DOCUMENTFRAGMENT =

ECLI:NL:RBDHA:2022:12716

Rechtbank Den Haag

Datum uitspraak
5 juli 2022
Publicatiedatum
29 november 2022
Zaaknummer
AWB 21 / 7583 en AWB 21 / 7584
Instantie
Rechtbank Den Haag
Type
Uitspraak
Procedures
  • Eerste aanleg - enkelvoudig
Rechters
Vindplaatsen
  • Rechtspraak.nl
AI samenvatting door LexboostAutomatisch gegenereerd

Afwijzing aanvraag verblijfsvergunning voor zelfstandige koeriersdiensten op basis van onvoldoende bewijs van zelfstandigheid

In deze zaak heeft eiser, een Ghanese nationaliteit, een aanvraag ingediend voor een verblijfsvergunning onder de beperking 'arbeid als zelfstandige' voor zijn koeriersdiensten. De rechtbank heeft geoordeeld dat verweerder, de staatssecretaris van Justitie en Veiligheid, zich op goede gronden op het standpunt heeft gesteld dat eiser niet heeft aangetoond dat hij daadwerkelijk als zelfstandige arbeid verricht. De rechtbank concludeert dat de overgelegde stukken onvoldoende bewijs leveren voor de zelfstandigheid van eiser, aangezien hij zich laat inhuren door een andere koerier en geen investeringen doet. De rechtbank heeft het beroep ongegrond verklaard en de voorlopige voorziening afgewezen, omdat er geen aanleiding was om de uitzetting te verbieden totdat op het beroep was beslist. De rechtbank heeft ook geoordeeld dat er geen schending van de hoorplicht heeft plaatsgevonden, omdat eiser geen relevante stukken heeft overgelegd die zijn zelfstandigheid aantonen. De uitspraak is gedaan op 5 juli 2022.

Uitspraak

RECHTBANK DEN HAAG

Zittingsplaats Amsterdam
Bestuursrecht
zaaknummers: AWB 21/7583 (beroep)
AWB 21/7584 (voorlopige voorziening)
V-nummer: [nummer]
uitspraak van de enkelvoudige kamer voor vreemdelingenzaken en de voorzieningenrechter van 5 juli 2022 in de zaken tussen

[eiser] ,

geboren op [geboortedatum] , van Ghanese nationaliteit, eiser en verzoeker,
hierna te noemen: eiser
(gemachtigde: mr. D. Matadien),
en

de staatssecretaris van Justitie en Veiligheid, verweerder

(gemachtigde: mr. J.H.A. van Eijk).

GEGEVEN OPDRACHT 1 = Herhaal woordelijk het deel van de rechtbankuitspraak dat opent met de woorden waarin "V-nummer: [nummer]" voorkomt en afsluit met "J.H.A. van Eijk).".
GEGEVEN OPDRACHT 2 = Vertaal deze zin uit de rechtbankuitspraak in het Engels: "De rechtbank heeft het beroep ongegrond verklaard en de voorlopige voorziening afgewezen, omdat er geen aanleiding was om de uitzetting te verbieden totdat op het beroep was beslist."

OPGESLAGEN GEGEVENS =
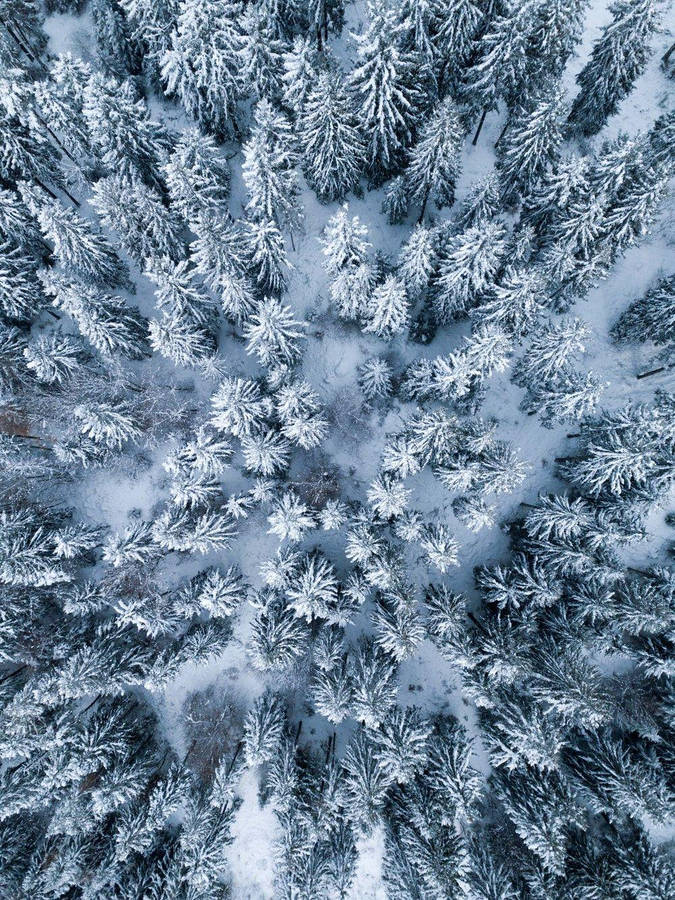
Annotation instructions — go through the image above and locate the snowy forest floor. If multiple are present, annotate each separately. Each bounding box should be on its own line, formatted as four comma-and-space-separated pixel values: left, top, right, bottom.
46, 0, 675, 900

VOLLEDIG ANTWOORD 1 =
V-nummer: [nummer]
uitspraak van de enkelvoudige kamer voor vreemdelingenzaken en de voorzieningenrechter van 5 juli 2022 in de zaken tussen

[eiser] ,

geboren op [geboortedatum] , van Ghanese nationaliteit, eiser en verzoeker,
hierna te noemen: eiser
(gemachtigde: mr. D. Matadien),
en

de staatssecretaris van Justitie en Veiligheid, verweerder

(gemachtigde: mr. J.H.A. van Eijk).

VOLLEDIG ANTWOORD 2 = The court declared the appeal unfounded and refused the provisional relief, because there was no reason to prohibit the deportation until a decision had been made on the appeal.